* [DIRECTIONS] For the records that follow, work out how many lines include "below" and give only that count.

* [SUPPLIED RECORDS]
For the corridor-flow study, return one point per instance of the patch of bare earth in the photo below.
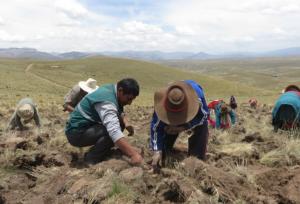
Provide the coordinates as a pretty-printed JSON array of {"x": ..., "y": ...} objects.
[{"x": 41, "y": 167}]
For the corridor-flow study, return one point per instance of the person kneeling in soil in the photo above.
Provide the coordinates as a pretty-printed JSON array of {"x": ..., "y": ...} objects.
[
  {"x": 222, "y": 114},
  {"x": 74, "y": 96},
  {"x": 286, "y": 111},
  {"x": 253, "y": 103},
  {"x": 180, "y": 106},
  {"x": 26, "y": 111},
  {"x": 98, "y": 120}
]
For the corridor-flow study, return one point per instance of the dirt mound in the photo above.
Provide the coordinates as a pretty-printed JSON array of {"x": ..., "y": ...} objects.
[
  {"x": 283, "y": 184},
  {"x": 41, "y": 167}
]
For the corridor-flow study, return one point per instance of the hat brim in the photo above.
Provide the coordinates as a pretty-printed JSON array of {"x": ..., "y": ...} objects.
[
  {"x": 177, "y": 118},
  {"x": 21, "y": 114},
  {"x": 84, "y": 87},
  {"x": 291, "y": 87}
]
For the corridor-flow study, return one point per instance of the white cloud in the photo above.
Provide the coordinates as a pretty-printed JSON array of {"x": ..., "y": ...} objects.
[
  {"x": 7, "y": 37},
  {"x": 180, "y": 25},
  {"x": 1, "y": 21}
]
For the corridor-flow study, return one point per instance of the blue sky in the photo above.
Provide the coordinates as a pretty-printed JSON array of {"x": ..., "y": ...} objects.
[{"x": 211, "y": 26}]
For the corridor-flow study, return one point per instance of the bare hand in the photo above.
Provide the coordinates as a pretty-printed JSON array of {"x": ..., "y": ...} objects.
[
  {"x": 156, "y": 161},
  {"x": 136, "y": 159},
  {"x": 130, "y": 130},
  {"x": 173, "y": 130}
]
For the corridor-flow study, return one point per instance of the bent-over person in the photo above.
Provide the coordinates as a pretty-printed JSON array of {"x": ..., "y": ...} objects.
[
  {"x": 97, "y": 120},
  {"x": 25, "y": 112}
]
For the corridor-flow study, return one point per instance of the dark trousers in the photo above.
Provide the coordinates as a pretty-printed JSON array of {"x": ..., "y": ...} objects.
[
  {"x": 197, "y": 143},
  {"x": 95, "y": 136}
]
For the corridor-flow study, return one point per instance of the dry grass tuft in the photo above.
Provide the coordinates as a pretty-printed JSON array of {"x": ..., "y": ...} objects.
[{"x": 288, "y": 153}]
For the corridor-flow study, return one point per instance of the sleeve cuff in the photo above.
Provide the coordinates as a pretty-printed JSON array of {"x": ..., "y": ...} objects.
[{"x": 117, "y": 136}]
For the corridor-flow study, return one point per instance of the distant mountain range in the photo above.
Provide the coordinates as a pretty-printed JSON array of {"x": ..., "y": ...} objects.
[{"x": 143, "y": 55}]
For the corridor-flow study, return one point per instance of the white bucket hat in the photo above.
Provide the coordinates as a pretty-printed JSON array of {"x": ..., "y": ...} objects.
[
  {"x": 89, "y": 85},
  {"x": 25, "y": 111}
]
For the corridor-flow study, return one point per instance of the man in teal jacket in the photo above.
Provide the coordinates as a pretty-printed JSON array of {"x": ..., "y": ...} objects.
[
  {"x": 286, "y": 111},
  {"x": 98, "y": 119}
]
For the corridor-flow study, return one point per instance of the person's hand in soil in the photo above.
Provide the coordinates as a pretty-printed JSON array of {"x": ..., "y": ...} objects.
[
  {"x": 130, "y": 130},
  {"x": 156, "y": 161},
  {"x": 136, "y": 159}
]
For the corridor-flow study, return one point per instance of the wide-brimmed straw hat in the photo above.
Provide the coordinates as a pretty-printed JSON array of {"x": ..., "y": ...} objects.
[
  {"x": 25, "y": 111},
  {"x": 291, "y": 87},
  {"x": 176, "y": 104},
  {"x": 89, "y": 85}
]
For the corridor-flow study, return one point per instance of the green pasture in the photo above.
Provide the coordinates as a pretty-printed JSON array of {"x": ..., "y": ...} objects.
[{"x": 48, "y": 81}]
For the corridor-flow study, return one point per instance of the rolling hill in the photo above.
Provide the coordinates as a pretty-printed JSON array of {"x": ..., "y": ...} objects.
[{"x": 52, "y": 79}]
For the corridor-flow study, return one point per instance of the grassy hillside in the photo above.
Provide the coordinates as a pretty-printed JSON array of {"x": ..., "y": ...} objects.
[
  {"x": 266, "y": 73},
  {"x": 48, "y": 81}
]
---
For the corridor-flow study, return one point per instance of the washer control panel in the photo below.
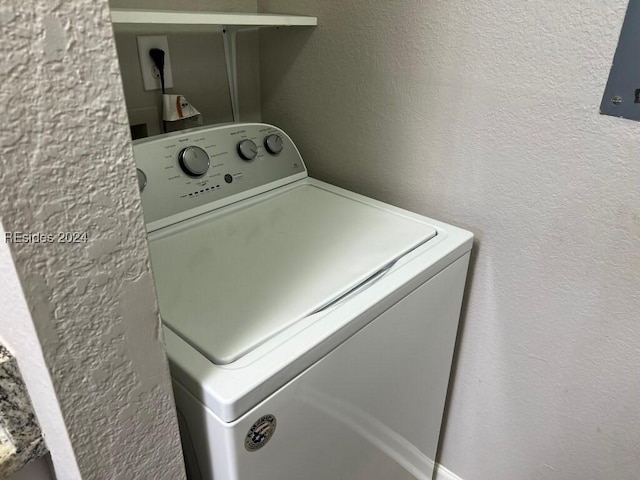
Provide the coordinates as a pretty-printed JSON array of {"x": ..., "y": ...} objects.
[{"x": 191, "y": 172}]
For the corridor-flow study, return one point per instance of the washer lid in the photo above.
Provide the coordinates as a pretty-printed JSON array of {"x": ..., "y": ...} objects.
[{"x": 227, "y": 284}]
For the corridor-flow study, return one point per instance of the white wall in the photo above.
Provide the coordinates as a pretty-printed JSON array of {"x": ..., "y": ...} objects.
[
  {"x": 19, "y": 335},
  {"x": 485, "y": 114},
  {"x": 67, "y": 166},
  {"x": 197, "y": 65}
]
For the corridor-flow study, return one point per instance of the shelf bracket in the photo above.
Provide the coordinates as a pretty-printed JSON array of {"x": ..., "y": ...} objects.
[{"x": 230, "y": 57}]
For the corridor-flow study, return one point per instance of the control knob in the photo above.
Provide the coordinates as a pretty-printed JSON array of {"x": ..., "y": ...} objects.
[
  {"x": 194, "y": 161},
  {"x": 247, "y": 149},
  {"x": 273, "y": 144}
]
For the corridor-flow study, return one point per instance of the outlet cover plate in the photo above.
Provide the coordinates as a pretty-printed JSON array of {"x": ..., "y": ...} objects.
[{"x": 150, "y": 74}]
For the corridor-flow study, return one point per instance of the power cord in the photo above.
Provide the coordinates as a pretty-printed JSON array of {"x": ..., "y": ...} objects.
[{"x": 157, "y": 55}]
* * *
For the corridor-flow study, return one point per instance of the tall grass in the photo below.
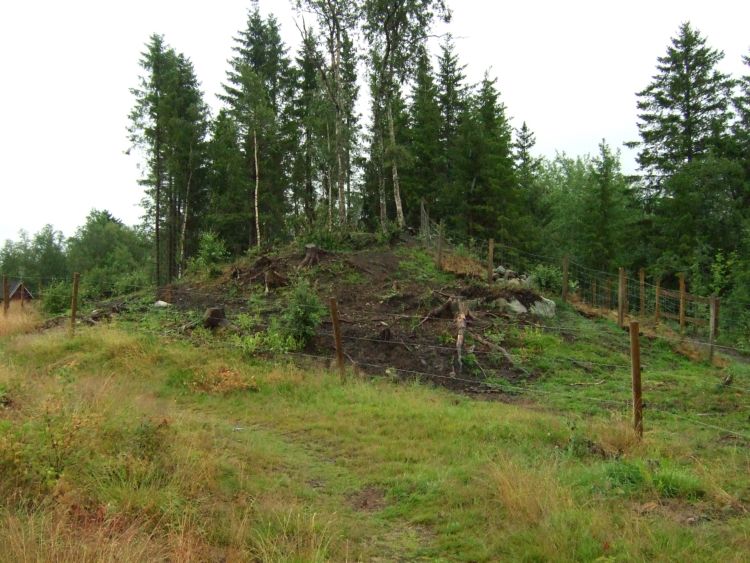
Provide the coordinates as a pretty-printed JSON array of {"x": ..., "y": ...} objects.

* [REPLY] 3